> **Written task**
Copy all of the records below verbatim.
======== Exercise material ========
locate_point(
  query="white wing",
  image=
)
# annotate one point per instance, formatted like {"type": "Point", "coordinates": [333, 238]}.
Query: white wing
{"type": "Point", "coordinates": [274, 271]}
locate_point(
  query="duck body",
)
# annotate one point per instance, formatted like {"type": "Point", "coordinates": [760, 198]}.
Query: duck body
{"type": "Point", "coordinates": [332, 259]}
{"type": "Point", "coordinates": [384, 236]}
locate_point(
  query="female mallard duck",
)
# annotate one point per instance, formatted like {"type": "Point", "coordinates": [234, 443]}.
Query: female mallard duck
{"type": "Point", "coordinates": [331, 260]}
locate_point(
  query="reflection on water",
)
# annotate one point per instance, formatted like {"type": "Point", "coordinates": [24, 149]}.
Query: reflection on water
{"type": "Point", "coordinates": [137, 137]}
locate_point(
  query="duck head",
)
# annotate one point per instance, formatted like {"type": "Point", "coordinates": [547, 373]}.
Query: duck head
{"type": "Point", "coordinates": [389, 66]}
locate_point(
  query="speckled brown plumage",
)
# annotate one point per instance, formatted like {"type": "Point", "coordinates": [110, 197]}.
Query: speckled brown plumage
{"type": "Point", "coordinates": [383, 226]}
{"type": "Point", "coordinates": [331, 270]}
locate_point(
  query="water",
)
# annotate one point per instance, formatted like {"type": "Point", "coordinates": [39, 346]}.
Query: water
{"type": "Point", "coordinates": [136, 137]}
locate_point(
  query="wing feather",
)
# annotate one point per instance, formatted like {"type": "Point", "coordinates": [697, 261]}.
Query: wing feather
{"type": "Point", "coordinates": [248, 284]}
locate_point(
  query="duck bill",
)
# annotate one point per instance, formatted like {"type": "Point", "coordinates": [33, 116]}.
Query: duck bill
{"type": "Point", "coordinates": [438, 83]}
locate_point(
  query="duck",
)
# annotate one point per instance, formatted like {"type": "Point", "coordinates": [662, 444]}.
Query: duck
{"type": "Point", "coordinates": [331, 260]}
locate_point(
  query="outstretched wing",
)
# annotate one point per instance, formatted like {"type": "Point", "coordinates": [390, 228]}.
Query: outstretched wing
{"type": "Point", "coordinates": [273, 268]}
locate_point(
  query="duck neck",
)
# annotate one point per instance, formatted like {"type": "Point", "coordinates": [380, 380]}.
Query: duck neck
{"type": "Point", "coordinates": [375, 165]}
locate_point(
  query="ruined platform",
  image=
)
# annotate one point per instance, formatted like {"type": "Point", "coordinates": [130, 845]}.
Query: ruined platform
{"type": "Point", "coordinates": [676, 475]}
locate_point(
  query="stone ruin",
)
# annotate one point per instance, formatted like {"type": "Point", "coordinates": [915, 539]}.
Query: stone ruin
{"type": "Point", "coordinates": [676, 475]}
========
> **Output**
locate_point(
  query="white wing",
  image=
)
# annotate one point per instance, formatted like {"type": "Point", "coordinates": [333, 238]}.
Query: white wing
{"type": "Point", "coordinates": [274, 271]}
locate_point(
  query="duck body",
)
# annotate one point per instance, formatted like {"type": "Point", "coordinates": [760, 198]}.
Query: duck body
{"type": "Point", "coordinates": [332, 259]}
{"type": "Point", "coordinates": [384, 236]}
locate_point(
  query="female mallard duck",
)
# annotate one point per instance, formatted like {"type": "Point", "coordinates": [234, 443]}.
Query: female mallard duck
{"type": "Point", "coordinates": [331, 260]}
locate_point(
  query="reflection on water",
)
# annotate one point per instance, formatted like {"type": "Point", "coordinates": [24, 149]}.
Query: reflection on water
{"type": "Point", "coordinates": [137, 137]}
locate_point(
  query="duck head",
)
# annotate one point per instance, formatted like {"type": "Point", "coordinates": [547, 373]}.
Query: duck head
{"type": "Point", "coordinates": [389, 66]}
locate_point(
  query="speckled brown plumage",
)
# annotate one point per instance, formatted like {"type": "Point", "coordinates": [110, 197]}.
Query: speckled brown plumage
{"type": "Point", "coordinates": [383, 226]}
{"type": "Point", "coordinates": [331, 270]}
locate_point(
  query="water",
)
# annotate one point per instance, formatted like {"type": "Point", "coordinates": [39, 346]}.
Query: water
{"type": "Point", "coordinates": [136, 137]}
locate_point(
  query="wing feather",
)
# annotate one point per instance, formatted like {"type": "Point", "coordinates": [697, 261]}.
Query: wing feather
{"type": "Point", "coordinates": [248, 284]}
locate_point(
  query="duck bill",
)
# annotate one point per instance, formatted like {"type": "Point", "coordinates": [33, 116]}.
Query: duck bill
{"type": "Point", "coordinates": [438, 83]}
locate_point(
  query="duck",
)
# annotate one point per instance, formatted like {"type": "Point", "coordinates": [662, 444]}.
Query: duck
{"type": "Point", "coordinates": [331, 260]}
locate_point(
  query="outstretched wing",
)
# annotate one point per instance, formatted like {"type": "Point", "coordinates": [390, 228]}.
Query: outstretched wing
{"type": "Point", "coordinates": [273, 268]}
locate_point(
  query="duck neck",
)
# annotate one point per instance, formatted like {"type": "Point", "coordinates": [380, 380]}.
Query: duck neck
{"type": "Point", "coordinates": [375, 165]}
locate_point(
  query="ruined platform",
  image=
)
# annotate one point per instance, formatted like {"type": "Point", "coordinates": [130, 845]}.
Query: ruined platform
{"type": "Point", "coordinates": [676, 475]}
locate_point(
  query="stone ruin",
)
# annotate one point per instance, formatted like {"type": "Point", "coordinates": [915, 539]}.
Query: stone ruin
{"type": "Point", "coordinates": [676, 475]}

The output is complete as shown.